INFORMATION =
╭──

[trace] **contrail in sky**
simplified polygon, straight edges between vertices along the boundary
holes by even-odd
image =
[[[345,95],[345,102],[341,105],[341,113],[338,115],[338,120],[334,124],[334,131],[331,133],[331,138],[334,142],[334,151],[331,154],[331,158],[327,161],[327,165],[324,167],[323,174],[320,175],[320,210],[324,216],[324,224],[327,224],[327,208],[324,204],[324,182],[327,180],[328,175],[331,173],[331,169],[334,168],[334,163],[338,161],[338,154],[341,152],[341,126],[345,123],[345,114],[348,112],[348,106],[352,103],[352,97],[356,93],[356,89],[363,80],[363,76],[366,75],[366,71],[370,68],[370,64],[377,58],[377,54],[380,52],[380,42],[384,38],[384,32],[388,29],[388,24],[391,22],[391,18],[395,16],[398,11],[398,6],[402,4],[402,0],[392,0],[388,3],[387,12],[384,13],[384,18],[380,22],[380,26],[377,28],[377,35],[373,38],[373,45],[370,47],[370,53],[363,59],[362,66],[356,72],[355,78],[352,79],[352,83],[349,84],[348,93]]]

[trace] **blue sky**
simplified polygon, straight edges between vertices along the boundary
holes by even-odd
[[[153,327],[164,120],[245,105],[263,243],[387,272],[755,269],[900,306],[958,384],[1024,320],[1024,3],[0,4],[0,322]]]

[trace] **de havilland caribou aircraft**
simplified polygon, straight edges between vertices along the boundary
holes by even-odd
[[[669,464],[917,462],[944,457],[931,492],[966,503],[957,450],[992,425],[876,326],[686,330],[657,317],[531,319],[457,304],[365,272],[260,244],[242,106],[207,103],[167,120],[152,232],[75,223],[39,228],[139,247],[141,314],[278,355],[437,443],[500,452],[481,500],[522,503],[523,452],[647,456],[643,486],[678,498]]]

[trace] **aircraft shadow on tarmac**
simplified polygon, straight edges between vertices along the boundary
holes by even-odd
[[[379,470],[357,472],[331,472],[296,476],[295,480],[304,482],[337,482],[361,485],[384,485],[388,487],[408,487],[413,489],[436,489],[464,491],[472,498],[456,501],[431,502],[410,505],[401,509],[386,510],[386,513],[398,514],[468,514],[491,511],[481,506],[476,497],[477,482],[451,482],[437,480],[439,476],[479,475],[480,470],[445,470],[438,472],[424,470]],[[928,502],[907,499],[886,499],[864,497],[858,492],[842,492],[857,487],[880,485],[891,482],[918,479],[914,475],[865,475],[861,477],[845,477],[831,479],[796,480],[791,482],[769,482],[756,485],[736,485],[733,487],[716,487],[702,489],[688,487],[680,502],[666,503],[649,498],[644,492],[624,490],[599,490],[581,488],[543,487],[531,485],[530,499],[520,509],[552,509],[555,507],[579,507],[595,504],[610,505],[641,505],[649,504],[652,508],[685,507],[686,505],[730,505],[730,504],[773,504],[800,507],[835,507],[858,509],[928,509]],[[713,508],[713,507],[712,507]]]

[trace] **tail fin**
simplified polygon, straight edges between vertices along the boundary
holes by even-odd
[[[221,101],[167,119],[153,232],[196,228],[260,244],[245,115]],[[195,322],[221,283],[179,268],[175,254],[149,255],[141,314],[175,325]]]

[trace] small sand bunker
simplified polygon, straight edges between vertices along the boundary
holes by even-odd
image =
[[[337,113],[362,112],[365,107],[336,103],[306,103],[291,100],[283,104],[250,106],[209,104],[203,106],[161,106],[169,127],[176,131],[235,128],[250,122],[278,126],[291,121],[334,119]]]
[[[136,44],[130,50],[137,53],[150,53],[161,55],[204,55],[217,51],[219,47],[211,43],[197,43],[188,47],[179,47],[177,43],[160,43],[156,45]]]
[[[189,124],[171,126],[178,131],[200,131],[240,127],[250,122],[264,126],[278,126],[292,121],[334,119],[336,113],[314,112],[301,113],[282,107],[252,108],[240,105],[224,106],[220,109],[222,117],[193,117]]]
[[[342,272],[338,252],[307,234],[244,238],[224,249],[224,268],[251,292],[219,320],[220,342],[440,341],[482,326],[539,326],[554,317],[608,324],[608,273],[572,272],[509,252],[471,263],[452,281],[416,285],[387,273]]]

╰──
╭──

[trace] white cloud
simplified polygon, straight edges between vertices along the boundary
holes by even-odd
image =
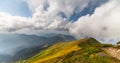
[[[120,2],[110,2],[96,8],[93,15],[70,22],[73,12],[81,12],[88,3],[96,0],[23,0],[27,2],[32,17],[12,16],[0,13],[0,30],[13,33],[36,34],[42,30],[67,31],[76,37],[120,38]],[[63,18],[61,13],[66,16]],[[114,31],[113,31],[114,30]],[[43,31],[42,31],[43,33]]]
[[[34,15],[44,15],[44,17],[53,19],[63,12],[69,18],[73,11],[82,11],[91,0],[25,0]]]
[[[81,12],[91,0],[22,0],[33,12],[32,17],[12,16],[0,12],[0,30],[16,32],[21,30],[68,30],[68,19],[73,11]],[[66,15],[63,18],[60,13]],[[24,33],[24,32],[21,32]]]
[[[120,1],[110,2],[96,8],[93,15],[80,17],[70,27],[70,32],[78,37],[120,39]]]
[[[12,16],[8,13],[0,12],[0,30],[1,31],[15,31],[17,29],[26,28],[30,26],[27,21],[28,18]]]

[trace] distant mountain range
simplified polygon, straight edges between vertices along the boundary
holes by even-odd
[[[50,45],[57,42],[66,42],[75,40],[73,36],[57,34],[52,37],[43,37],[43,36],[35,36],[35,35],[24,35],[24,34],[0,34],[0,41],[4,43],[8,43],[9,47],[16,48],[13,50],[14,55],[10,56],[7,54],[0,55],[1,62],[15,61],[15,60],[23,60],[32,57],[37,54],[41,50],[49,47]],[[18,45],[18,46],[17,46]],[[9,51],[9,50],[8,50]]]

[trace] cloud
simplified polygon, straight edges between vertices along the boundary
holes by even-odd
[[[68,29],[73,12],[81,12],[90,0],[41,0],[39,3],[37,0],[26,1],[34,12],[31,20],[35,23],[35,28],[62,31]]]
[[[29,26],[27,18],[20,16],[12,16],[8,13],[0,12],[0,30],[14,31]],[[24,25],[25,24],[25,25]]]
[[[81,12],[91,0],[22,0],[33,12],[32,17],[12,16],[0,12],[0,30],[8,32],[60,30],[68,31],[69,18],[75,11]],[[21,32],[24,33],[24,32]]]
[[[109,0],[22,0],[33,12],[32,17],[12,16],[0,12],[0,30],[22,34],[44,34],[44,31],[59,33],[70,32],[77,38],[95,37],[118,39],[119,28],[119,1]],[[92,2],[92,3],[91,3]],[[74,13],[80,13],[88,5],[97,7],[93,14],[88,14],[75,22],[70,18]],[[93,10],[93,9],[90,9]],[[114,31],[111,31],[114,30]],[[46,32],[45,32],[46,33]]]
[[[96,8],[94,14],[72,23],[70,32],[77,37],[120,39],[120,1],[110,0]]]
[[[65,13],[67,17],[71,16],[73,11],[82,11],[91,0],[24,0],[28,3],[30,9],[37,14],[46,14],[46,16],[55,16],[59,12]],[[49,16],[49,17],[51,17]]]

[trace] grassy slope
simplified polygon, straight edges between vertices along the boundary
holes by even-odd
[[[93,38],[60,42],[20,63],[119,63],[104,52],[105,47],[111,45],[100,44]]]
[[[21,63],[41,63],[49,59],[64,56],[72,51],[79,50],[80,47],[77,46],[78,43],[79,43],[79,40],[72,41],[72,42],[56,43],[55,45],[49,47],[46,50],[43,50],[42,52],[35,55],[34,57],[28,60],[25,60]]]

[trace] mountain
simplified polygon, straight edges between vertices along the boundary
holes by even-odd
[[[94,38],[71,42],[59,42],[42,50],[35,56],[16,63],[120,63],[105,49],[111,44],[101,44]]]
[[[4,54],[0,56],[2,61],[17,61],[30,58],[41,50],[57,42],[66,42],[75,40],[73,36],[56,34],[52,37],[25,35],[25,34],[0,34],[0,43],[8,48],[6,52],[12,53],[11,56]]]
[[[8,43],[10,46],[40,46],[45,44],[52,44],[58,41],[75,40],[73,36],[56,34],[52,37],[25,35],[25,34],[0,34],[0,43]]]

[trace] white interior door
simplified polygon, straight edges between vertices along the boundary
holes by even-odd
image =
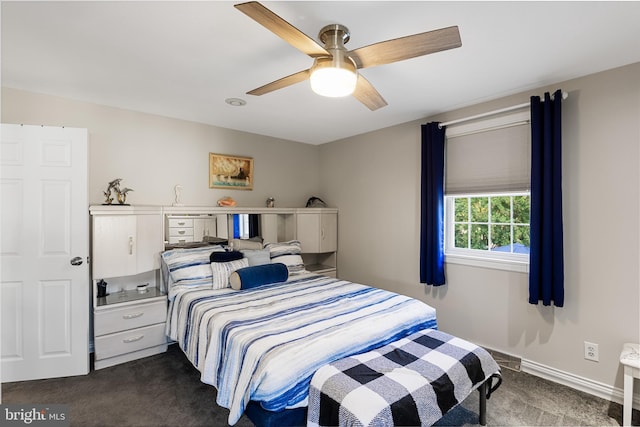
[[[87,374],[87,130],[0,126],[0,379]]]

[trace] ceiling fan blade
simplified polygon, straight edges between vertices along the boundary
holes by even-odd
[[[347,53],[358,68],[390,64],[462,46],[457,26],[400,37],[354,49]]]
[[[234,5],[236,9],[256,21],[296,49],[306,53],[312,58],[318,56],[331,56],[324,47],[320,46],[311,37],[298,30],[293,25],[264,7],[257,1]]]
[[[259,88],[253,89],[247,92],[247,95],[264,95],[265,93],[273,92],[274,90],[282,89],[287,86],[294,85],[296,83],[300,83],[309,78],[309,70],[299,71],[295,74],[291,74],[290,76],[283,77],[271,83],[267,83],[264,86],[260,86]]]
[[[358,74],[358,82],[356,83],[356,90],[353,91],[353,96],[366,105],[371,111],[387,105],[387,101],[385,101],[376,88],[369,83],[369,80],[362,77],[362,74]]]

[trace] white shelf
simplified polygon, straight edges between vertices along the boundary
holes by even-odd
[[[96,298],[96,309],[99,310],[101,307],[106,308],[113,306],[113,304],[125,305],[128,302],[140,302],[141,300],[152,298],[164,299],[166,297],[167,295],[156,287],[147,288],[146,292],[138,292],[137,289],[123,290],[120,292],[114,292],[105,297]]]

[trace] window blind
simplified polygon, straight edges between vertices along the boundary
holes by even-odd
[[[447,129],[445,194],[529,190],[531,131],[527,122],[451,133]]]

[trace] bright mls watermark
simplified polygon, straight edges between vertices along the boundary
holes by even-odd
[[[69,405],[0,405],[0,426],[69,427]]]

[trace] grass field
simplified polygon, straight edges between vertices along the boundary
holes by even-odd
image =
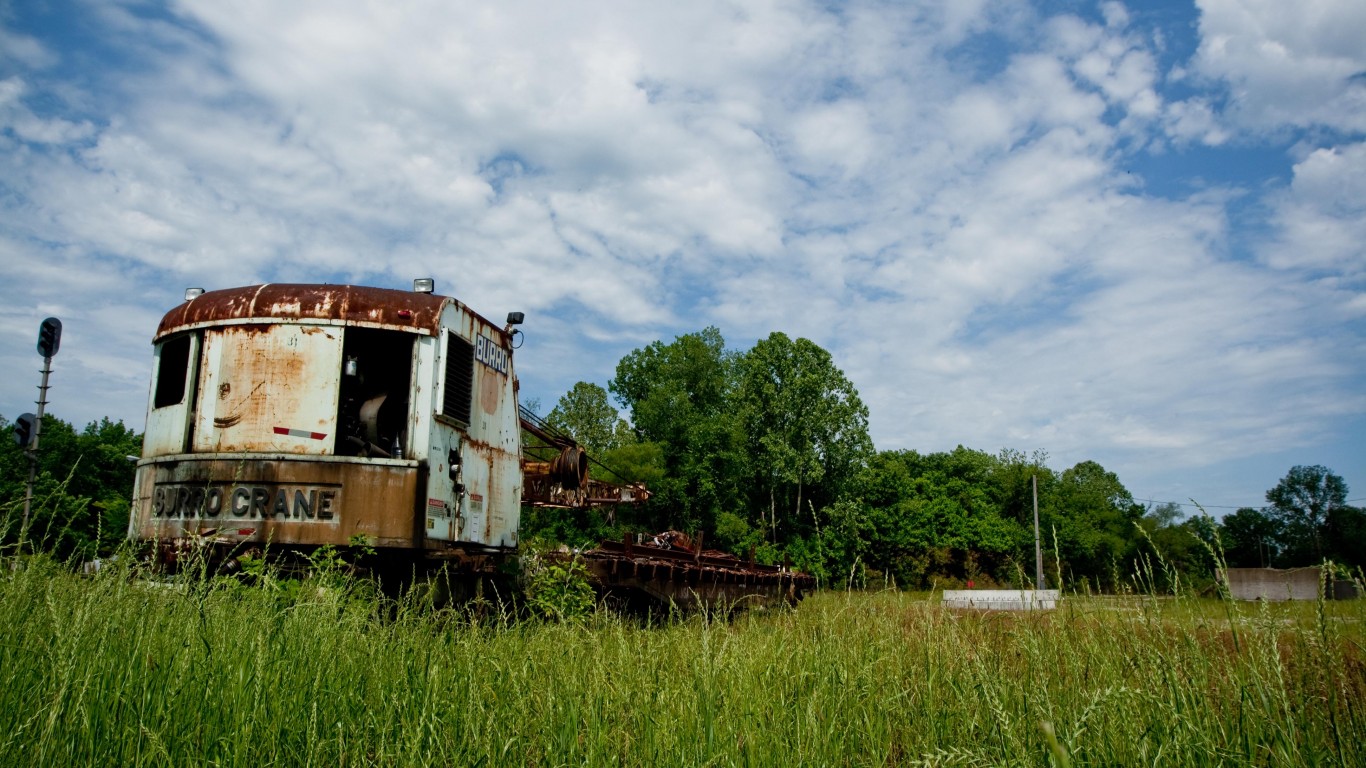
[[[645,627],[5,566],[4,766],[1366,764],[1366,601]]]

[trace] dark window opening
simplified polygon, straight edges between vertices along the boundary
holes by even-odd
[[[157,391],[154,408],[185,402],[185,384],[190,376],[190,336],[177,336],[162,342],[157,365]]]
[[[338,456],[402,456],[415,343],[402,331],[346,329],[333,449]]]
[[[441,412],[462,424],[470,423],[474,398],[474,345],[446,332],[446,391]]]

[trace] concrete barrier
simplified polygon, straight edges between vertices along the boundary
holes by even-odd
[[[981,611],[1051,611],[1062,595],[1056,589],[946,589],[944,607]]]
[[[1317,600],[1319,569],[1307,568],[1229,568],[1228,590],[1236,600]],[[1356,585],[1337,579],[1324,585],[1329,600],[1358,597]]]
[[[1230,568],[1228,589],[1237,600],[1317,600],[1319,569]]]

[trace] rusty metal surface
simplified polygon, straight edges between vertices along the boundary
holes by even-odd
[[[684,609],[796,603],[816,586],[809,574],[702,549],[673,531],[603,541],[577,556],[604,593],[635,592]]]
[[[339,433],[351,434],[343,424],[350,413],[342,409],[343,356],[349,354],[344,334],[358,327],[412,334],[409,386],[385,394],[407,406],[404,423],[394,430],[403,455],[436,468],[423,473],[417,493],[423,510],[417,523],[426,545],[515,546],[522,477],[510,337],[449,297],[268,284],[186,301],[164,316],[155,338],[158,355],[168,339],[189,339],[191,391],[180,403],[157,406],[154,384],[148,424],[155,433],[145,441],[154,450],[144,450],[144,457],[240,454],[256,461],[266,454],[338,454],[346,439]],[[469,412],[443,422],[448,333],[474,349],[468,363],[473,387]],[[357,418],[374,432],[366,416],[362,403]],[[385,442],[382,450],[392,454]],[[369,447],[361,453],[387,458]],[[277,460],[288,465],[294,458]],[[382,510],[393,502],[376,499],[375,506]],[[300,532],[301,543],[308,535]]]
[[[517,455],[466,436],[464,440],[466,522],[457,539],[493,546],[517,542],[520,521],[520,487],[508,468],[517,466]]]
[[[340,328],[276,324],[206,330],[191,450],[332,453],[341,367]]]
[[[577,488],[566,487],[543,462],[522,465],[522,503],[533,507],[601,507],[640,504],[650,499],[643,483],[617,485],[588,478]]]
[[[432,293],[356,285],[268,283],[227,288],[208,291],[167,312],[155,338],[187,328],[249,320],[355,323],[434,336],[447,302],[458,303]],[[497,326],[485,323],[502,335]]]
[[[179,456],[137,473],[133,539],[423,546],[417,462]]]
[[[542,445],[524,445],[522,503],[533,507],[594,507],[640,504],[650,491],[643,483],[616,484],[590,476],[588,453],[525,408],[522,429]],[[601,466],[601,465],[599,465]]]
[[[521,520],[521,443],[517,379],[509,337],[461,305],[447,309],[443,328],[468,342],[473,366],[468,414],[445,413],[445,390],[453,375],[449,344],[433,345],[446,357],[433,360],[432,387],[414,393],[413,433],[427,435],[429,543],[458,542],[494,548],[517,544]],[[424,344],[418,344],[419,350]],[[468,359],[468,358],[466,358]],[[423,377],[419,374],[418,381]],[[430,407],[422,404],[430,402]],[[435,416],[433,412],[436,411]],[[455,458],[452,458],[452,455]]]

╰──

TASK BRIEF = Where the string "aircraft" appears in a line of the listing, copy that line.

YOUR RESPONSE =
[trace] **de havilland caribou aircraft**
[trace] **aircraft shadow on tarmac**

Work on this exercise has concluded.